## Information given
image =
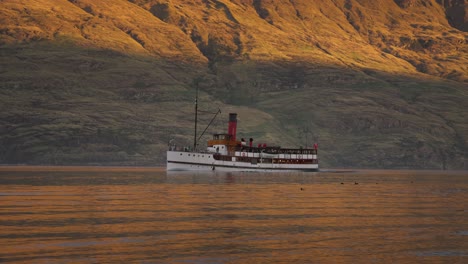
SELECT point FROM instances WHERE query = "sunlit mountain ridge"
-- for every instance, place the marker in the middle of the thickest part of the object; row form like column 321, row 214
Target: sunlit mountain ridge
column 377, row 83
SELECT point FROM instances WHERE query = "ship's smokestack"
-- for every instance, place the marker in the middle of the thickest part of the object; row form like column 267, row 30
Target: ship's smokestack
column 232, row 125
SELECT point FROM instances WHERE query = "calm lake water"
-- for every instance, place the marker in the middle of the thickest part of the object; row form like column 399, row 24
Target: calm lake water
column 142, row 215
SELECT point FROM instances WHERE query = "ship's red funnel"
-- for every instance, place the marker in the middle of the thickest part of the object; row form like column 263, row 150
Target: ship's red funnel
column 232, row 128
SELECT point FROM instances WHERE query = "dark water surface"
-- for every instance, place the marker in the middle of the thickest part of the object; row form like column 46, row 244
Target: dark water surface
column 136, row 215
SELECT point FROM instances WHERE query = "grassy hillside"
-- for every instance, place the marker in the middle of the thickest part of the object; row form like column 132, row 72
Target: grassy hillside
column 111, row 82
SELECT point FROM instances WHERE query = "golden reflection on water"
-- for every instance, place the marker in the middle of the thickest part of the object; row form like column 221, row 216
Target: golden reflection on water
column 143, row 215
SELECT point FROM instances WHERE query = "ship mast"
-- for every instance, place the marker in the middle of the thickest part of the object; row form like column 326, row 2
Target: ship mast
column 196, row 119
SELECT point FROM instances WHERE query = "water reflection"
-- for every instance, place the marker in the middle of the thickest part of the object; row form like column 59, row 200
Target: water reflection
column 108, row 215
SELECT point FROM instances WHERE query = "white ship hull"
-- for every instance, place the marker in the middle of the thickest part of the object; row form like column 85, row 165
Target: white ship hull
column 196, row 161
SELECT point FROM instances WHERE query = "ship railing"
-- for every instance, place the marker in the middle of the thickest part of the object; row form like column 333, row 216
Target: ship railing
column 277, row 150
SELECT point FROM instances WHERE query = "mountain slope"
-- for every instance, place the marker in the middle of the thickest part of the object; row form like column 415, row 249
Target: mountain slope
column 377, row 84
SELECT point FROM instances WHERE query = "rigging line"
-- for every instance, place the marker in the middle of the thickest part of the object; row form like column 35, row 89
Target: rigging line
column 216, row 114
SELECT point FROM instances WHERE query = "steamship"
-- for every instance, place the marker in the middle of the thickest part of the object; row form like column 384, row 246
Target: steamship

--

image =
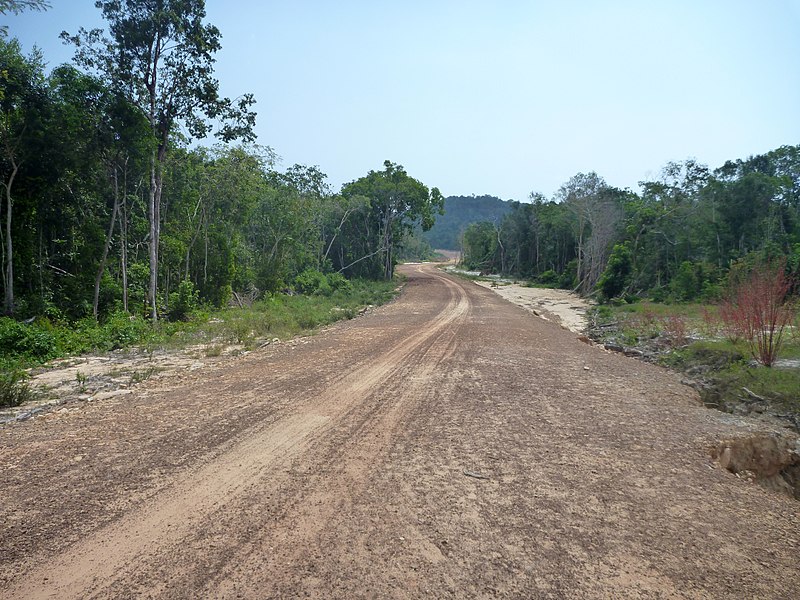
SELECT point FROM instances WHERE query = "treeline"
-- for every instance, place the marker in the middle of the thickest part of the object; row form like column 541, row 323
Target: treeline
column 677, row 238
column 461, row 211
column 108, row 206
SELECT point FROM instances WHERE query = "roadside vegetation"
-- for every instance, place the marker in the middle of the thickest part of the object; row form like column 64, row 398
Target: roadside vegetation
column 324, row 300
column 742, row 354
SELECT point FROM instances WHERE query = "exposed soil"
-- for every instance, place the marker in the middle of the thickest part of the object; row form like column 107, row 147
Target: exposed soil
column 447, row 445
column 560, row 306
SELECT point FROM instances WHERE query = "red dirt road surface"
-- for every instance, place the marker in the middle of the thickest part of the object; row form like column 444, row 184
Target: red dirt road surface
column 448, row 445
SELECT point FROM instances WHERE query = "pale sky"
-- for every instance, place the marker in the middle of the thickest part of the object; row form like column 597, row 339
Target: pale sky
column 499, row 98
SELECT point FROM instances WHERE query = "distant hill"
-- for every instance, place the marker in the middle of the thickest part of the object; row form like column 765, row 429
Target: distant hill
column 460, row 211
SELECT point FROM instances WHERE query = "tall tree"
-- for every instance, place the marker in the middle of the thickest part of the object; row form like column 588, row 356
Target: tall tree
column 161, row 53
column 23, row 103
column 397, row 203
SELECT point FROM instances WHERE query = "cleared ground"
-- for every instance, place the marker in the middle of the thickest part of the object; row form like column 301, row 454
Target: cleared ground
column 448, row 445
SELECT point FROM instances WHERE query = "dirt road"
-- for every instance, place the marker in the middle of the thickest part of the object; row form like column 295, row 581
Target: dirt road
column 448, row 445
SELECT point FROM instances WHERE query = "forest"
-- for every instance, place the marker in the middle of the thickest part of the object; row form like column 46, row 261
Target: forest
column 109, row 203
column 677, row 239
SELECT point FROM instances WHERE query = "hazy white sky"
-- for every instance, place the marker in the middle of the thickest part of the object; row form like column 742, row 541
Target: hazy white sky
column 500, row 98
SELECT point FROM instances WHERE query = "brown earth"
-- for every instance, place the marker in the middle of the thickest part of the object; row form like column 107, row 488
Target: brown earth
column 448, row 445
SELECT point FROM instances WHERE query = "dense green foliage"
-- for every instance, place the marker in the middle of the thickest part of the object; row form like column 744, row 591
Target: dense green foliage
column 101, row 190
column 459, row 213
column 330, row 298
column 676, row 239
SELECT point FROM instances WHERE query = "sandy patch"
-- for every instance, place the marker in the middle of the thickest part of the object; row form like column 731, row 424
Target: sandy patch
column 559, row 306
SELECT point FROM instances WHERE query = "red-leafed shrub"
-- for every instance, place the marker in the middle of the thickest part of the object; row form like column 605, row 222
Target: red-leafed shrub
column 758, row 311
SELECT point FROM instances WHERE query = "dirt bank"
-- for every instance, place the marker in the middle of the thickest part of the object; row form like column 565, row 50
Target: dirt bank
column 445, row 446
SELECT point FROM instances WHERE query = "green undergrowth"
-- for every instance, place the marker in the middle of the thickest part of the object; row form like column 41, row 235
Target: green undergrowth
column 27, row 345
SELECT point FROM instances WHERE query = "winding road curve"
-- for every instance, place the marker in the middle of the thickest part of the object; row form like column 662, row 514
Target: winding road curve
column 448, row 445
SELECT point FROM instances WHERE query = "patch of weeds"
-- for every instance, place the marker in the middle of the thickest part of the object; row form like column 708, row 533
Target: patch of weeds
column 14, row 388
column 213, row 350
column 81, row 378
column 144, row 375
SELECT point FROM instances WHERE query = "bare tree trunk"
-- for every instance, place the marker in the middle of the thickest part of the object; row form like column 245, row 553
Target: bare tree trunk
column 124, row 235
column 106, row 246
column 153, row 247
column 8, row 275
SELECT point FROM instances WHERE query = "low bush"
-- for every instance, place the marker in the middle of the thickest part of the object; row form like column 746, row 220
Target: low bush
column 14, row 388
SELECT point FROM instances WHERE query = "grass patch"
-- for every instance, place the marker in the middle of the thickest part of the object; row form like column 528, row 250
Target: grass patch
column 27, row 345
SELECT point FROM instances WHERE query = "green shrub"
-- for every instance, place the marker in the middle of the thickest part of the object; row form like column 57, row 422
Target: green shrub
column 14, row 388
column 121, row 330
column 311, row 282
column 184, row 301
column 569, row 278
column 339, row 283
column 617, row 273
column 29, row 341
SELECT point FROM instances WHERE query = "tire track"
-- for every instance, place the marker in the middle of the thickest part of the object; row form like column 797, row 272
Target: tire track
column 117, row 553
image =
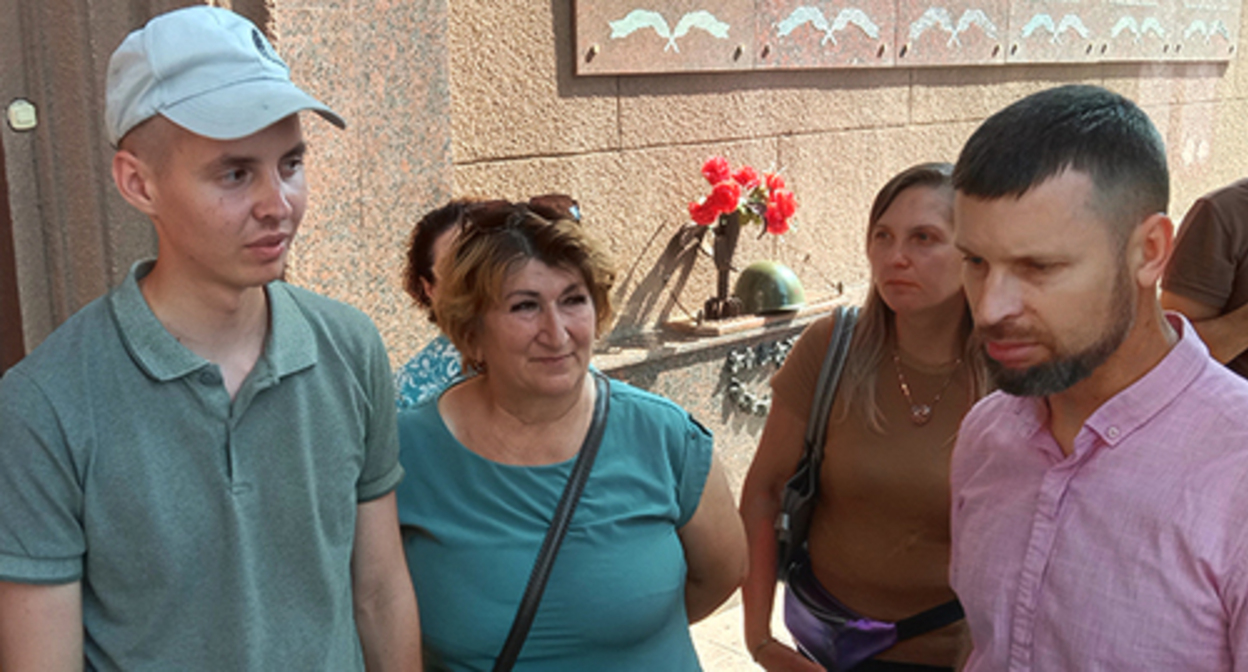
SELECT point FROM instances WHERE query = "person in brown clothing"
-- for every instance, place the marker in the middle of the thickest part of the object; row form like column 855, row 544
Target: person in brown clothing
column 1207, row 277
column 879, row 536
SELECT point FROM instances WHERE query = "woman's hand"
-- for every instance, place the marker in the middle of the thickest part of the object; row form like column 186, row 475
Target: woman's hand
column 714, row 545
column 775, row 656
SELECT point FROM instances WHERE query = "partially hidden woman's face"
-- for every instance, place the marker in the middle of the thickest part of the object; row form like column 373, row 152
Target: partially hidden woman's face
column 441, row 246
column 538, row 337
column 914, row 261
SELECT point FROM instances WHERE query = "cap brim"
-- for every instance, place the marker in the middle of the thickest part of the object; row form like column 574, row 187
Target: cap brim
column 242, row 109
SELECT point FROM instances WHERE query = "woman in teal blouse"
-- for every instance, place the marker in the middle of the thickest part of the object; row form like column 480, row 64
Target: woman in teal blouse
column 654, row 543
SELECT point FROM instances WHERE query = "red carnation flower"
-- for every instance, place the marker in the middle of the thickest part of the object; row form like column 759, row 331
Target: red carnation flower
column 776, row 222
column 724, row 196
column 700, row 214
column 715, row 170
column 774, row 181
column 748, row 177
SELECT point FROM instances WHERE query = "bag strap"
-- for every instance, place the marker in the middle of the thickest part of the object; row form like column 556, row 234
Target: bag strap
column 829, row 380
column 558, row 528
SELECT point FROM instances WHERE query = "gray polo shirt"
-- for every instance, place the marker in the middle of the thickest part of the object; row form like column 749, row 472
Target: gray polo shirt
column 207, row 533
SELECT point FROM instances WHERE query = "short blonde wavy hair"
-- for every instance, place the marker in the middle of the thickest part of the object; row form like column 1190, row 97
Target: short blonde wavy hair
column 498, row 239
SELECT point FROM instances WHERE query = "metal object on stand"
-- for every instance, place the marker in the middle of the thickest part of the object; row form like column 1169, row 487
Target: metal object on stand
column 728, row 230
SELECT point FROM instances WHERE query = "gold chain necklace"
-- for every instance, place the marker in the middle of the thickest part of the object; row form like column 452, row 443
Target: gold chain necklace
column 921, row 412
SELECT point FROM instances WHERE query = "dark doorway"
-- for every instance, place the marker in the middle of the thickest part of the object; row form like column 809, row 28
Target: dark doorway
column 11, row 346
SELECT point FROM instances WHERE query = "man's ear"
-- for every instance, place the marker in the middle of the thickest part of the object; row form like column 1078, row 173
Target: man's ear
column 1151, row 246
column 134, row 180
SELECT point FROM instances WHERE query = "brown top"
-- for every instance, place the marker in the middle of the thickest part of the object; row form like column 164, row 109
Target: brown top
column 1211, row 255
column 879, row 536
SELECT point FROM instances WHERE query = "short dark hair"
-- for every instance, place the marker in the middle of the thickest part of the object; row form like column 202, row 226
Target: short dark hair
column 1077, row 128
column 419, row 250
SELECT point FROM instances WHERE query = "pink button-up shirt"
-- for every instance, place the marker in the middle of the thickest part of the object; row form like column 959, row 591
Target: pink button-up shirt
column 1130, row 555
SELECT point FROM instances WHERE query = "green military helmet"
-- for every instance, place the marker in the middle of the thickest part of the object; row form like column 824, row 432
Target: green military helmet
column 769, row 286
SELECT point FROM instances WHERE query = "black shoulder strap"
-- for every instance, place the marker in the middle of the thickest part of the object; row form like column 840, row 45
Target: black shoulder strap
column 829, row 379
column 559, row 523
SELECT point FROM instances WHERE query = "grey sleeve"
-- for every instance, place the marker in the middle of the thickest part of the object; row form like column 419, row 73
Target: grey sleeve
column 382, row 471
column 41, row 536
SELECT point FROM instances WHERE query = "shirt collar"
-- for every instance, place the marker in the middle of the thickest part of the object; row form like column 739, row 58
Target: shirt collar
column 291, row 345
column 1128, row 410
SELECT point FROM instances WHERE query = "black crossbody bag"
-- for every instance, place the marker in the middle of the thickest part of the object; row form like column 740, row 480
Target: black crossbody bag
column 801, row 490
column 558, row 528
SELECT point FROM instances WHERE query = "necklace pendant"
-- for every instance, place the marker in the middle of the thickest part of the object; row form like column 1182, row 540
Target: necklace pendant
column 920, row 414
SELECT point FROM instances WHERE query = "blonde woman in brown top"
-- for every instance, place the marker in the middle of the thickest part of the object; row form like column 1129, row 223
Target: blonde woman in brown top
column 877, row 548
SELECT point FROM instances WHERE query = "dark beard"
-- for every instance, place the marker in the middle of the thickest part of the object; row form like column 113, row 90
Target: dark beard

## Instructions for the task
Count the lines in the rows above that contain the word "ridge". Give only the number.

## The solution
2